▶ DO THIS
Take the entries below and print all of them exactly, please.

Stored items from a collection:
-=-=-
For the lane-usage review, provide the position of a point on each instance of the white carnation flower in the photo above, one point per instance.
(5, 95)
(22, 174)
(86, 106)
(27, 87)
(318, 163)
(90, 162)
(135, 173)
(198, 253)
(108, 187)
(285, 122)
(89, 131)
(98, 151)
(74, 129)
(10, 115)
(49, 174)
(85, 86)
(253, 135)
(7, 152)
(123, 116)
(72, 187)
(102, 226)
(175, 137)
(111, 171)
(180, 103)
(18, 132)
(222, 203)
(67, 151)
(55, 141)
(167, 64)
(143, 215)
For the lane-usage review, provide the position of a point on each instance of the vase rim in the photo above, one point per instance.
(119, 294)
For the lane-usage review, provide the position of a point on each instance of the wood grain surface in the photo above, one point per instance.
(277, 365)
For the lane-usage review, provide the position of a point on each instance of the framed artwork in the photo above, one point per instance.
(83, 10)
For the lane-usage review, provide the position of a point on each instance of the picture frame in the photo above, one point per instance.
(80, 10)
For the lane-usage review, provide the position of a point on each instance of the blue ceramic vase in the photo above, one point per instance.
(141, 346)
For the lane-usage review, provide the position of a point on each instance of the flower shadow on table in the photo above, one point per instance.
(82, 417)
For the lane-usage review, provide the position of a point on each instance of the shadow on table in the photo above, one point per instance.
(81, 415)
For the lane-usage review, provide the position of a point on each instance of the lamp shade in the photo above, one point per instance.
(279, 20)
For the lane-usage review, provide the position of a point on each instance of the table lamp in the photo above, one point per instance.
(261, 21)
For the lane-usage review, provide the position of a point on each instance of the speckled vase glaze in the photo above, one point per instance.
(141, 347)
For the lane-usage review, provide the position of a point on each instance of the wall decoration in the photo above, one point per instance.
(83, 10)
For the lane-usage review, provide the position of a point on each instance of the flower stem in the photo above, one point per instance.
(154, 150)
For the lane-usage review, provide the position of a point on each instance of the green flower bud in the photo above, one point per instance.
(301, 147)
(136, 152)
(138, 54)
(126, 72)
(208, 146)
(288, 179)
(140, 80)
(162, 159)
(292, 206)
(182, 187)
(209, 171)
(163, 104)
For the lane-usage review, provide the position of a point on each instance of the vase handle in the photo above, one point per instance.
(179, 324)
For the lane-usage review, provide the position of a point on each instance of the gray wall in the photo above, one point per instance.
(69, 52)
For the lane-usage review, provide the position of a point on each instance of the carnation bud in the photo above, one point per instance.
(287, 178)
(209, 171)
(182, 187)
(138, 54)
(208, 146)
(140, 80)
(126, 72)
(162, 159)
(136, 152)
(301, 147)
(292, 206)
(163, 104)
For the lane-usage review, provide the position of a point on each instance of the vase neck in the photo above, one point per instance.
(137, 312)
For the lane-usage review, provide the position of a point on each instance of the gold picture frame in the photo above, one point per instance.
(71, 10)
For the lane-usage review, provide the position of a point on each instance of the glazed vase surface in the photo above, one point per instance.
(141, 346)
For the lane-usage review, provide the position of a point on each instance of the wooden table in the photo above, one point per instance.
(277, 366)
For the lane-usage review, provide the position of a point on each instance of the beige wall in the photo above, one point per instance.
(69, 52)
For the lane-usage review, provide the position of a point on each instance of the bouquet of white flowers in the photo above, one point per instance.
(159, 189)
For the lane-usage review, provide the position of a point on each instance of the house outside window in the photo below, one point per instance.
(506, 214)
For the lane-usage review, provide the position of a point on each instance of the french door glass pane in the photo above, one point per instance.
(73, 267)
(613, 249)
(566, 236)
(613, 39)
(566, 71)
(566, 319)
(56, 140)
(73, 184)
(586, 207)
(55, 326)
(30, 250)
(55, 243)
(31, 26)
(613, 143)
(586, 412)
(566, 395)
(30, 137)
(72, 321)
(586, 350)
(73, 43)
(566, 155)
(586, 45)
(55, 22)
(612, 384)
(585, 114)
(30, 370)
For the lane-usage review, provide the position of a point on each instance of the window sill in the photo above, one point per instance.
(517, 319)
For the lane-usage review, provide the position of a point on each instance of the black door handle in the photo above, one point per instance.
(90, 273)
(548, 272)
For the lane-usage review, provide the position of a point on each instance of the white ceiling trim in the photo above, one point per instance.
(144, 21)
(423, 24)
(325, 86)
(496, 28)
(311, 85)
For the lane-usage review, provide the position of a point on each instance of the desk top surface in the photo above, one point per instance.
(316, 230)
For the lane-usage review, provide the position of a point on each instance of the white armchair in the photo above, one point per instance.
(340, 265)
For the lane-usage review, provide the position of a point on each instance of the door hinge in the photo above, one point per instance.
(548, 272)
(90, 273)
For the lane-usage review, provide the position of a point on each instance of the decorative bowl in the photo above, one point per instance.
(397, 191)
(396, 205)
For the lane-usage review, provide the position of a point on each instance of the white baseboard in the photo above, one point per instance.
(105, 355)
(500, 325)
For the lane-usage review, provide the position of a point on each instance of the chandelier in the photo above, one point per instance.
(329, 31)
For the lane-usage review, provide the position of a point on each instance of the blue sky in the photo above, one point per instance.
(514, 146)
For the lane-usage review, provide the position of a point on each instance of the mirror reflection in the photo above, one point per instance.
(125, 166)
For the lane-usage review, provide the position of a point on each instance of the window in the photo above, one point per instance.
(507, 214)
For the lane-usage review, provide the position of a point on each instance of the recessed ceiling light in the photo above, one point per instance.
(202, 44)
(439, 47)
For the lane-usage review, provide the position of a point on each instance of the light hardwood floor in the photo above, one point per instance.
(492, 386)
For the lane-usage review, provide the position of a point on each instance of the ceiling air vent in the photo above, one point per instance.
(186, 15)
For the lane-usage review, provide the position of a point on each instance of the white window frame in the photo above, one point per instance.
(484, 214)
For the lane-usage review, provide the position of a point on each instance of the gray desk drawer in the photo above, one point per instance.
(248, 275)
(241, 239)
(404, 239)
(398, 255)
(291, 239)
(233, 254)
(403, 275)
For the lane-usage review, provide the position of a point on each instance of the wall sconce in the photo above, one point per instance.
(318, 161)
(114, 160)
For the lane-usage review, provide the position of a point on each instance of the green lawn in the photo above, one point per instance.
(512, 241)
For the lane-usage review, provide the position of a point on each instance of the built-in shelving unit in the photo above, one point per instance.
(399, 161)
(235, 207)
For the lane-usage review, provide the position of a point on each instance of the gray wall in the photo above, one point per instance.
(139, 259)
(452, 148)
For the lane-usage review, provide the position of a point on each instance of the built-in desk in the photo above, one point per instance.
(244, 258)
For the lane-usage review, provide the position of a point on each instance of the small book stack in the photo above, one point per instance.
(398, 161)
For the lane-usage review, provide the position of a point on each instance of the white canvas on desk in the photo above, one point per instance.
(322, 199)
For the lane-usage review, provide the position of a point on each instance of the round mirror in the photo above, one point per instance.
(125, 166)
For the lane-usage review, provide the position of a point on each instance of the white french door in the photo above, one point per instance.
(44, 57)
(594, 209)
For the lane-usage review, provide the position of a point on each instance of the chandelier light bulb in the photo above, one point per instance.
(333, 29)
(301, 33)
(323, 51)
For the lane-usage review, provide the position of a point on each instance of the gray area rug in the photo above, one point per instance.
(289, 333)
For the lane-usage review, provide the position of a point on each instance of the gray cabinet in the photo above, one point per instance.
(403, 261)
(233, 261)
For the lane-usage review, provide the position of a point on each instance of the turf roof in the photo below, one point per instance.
-=-=-
▶ FINAL RESULT
For the lane-usage review, provide the position of a point on each instance of the white carnation flower in the photo above, one point per instance.
(5, 95)
(22, 174)
(86, 106)
(27, 87)
(318, 163)
(90, 162)
(135, 173)
(198, 253)
(108, 187)
(285, 122)
(89, 131)
(98, 151)
(74, 129)
(10, 115)
(49, 174)
(85, 86)
(253, 135)
(7, 152)
(123, 116)
(72, 187)
(102, 226)
(175, 137)
(111, 171)
(180, 103)
(18, 132)
(222, 203)
(67, 151)
(55, 141)
(167, 64)
(143, 215)
For the lane-usage review, provide the position of a point on each instance of the vase rim in the photo above, one point per instance.
(119, 294)
For the lane-usage review, provide the position of a point on each instance of the wood grain surface in the photo above, one point per instance.
(277, 365)
For the lane-usage review, provide the position of a point on each instance of the framed artwork in the photo above, one point per instance.
(83, 10)
For the lane-usage review, provide the position of a point on each instance of the picture frame in the photo above, one point per instance.
(80, 10)
For the lane-usage review, provide the position of a point on each instance of the blue ceramic vase in the photo above, one point per instance.
(141, 346)
For the lane-usage review, provide the position of a point on each instance of the flower shadow on table in the photo above, one point per instance.
(82, 417)
For the lane-usage review, provide the position of a point on each instance of the shadow on table in the photo above, one point per instance.
(81, 415)
For the lane-usage review, provide the position of a point on each instance of the lamp shade in the photo above, one point per instance.
(279, 20)
For the lane-usage review, provide the position of a point on each instance of the table lamp in the photo above, one point per instance.
(261, 21)
For the lane-usage review, provide the position of a point on each instance of the speckled vase glaze in the photo above, one point per instance.
(141, 347)
For the lane-usage review, provide the position of a point on each instance of the wall decoration in the photo above, one point per instance.
(83, 10)
For the lane-usage review, provide the position of a point on each instance of the flower stem in the photo above, one point per instance.
(154, 150)
For the lane-usage review, provide the position of a point on each instance of the green flower bud in the photo above, one point per instance.
(301, 147)
(136, 152)
(138, 54)
(126, 72)
(208, 146)
(288, 179)
(140, 80)
(162, 159)
(292, 206)
(182, 187)
(209, 171)
(163, 104)
For the lane-usage review, provide the position of a point on each instance of the vase handle in the photo above, one point per instance.
(179, 324)
For the lane-usage review, provide the position of a point on each instance of the gray wall in the photo above, one point per instance.
(69, 52)
For the lane-usage review, provide the position of a point on each instance of the carnation bud in the photo above, one point per instance.
(287, 178)
(209, 171)
(182, 187)
(138, 54)
(208, 146)
(140, 80)
(126, 72)
(162, 159)
(136, 152)
(301, 147)
(292, 206)
(163, 104)
For the lane-usage review, provide the position of a point on each instance of the vase neck in the photo above, one point per instance.
(137, 312)
For the lane-usage review, provide the position of a point on each instance of the gold picture frame in the photo above, one point per instance.
(71, 10)
For the lane-usage review, provide the position of a point on each instance of the glazed vase surface in the photo above, one point per instance.
(141, 346)
For the lane-usage review, provide the position of a point on each instance of the wooden table in the photo above, one point per instance.
(277, 366)
For the lane-usage review, provide the position of a point on each instance of the beige wall in the photo above, one point per instance.
(69, 52)
For the lane-usage review, provide the position of a point on each instance of the bouquet of white flowers in the photo above, one point per instance.
(159, 189)
For the lane-usage review, provide the position of a point on each instance of the house outside window in the photo below, one point per instance.
(506, 214)
For the lane-usage review, provide the position of a point on each instance of the french door glass pane in the photo above, one point per instance.
(73, 267)
(613, 249)
(566, 236)
(613, 39)
(566, 71)
(566, 319)
(56, 140)
(73, 184)
(586, 207)
(55, 326)
(30, 250)
(55, 243)
(31, 26)
(613, 143)
(586, 412)
(566, 395)
(30, 137)
(72, 321)
(586, 350)
(73, 43)
(566, 155)
(586, 45)
(55, 22)
(612, 384)
(585, 114)
(30, 370)
For the lane-usage review, provide the position of a point on each instance of the window sill in the photo above, one point per instance.
(517, 319)
For the lane-usage review, provide the position of a point on each instance of the black door handle in the photo above, one point per instance.
(90, 273)
(548, 272)
For the lane-usage review, provide the position of a point on each instance of the white ceiling trim in the photo above, one point per instance.
(144, 21)
(423, 24)
(325, 86)
(496, 28)
(311, 85)
For the lane-usage review, provide the position of a point on each instance of the desk top surface in the photo above, one point per instance.
(316, 230)
For the lane-usage review, provide the position of a point on each instance of the white armchair in the photo above, one point per instance.
(340, 265)
For the lane-usage review, provide the position of a point on each instance of the door hinge in the photo above, one point per instance.
(548, 272)
(90, 273)
For the lane-usage review, provide the position of a point on each instance of the decorative bowl in the photo above, one point per instance.
(397, 191)
(396, 205)
For the lane-usage review, provide the position of a point on each instance of the white baseboard in the photo above, one point per instance.
(105, 355)
(500, 325)
For the lane-usage review, provide the position of a point on each instance of the chandelier in the photo above, one point per instance.
(329, 31)
For the lane-usage review, provide the position of a point on each instance of the blue sky in the photo above, one point per instance.
(514, 146)
For the lane-usage review, provide the position of a point on each instance of the mirror reflection in the photo above, one point per instance.
(125, 166)
For the lane-usage review, provide the position of a point on each instance of the window in the photo above, one point per instance.
(507, 214)
For the lane-usage review, provide the position of a point on each instance of the recessed ceiling light in the photo above, one point per instance.
(202, 44)
(439, 47)
For the lane-usage review, provide the position of a point on each instance of the light hardwood floor in the photo above, one point per instance.
(492, 386)
For the lane-usage review, provide the position of a point on each instance of the ceiling air vent in the photo above, one point per instance.
(186, 15)
For the lane-usage review, provide the position of a point on each instance of the white window frame in the photo above, one point per instance.
(484, 214)
For the lane-usage review, provide the position of a point on each instance of the gray desk drawer in the photo above, one point per instance.
(248, 275)
(241, 239)
(404, 239)
(398, 255)
(291, 239)
(233, 254)
(403, 275)
For the lane-usage review, provide the position of a point on each instance of the wall sconce in the photo above, one point per instance.
(318, 161)
(114, 160)
For the lane-usage review, provide the position of a point on each instance of the green lawn in the photo above, one point per instance.
(512, 241)
For the lane-usage review, provide the position of a point on each instance of the built-in shelving unit in the photo above, one point per instance.
(399, 161)
(235, 207)
For the lane-usage review, provide the position of a point on each instance of the gray wall in the photo above, one point per instance.
(139, 259)
(452, 148)
For the lane-usage review, provide the position of a point on each instance of the built-in desk in the photo above, one point per instance.
(244, 258)
For the lane-usage review, provide the position of a point on each instance of the small book stack in the photo above, one point per instance.
(398, 161)
For the lane-usage review, provide the position of a point on each instance of the white canvas on desk in the photo above, one point per instance.
(322, 199)
For the lane-usage review, provide the position of a point on each instance of the round mirror in the photo above, one point per instance.
(125, 166)
For the lane-usage review, provide the position of a point on each instance of the white french door in the photo above, one point per instance.
(44, 57)
(594, 209)
For the lane-usage review, provide the position of a point on each instance of the chandelier light bulb in the photo above, one point per instance.
(333, 29)
(301, 33)
(323, 51)
For the lane-usage review, provide the position of a point on each instance of the gray area rug in the photo above, one point per instance.
(289, 333)
For the lane-usage review, provide the position of a point on each instance of the gray cabinet in the photo above, one point per instance.
(403, 261)
(233, 261)
For the lane-usage review, provide the position of a point on each instance of the turf roof in the photo below, one point per instance.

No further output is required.